- TASK REQUIREMENTS: All lines below containing "leaf" are to be listed.

[Point localization data]
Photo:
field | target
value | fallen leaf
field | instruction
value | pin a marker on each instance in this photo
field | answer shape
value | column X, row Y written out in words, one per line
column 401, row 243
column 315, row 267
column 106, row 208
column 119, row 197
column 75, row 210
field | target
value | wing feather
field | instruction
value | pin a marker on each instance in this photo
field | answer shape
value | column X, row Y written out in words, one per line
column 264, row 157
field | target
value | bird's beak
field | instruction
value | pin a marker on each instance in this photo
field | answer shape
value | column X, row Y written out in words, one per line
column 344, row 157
--
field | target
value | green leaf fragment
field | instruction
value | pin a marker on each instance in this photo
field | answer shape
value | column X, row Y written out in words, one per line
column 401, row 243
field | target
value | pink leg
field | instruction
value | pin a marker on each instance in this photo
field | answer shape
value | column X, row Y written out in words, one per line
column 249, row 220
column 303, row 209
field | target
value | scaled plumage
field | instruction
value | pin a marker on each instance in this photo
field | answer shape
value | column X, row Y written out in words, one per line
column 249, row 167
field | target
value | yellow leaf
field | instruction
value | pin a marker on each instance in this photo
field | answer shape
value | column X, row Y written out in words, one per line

- OUTPUT:
value | fallen leaf
value | green leaf fragment
value | yellow leaf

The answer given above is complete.